Short problem
Turn everything from the line containing "Category: tv screen" down to the last of the lines below into a numbered list, leaving out any blank lines.

(Coordinate labeling data)
++++++

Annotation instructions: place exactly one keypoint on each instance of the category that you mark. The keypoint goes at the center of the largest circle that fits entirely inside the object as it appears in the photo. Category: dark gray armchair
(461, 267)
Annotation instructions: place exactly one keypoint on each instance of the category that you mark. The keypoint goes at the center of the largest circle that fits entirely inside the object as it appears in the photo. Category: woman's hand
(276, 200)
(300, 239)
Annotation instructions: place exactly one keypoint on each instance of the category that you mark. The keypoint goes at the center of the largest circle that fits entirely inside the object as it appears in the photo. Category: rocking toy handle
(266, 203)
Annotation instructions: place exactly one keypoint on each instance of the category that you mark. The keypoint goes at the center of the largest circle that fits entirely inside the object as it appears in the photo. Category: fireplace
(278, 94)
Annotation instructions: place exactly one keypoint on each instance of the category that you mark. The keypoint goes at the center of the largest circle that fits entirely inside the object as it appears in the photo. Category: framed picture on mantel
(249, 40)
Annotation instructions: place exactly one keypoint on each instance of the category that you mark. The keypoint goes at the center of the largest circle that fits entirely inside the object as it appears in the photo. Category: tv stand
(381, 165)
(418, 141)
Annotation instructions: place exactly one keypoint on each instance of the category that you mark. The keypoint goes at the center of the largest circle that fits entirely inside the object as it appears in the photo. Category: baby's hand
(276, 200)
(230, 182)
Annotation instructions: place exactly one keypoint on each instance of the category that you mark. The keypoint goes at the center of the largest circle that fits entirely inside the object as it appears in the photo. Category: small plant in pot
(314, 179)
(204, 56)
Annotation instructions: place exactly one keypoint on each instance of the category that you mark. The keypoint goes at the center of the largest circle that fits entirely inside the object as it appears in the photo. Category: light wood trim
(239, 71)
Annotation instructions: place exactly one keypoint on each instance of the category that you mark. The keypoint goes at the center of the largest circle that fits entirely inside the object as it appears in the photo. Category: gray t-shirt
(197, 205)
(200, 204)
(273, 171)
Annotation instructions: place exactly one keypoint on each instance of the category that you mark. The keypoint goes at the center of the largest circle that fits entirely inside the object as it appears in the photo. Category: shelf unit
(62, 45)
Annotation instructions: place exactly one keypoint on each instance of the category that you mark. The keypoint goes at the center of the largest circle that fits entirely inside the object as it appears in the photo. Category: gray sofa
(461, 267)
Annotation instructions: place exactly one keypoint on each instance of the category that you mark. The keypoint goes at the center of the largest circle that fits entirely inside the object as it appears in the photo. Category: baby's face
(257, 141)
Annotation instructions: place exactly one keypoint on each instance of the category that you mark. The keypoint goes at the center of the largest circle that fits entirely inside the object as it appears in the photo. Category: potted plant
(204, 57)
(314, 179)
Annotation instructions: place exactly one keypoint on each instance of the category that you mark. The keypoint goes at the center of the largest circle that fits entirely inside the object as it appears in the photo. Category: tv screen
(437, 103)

++++++

Task result
1. Annotation instructions: place exactly one keypoint on each instance of the category that you mark. The keypoint goes at the center of the largest circle that fits entirely inside the object as it appears in the photo. Category: tv screen
2. (437, 103)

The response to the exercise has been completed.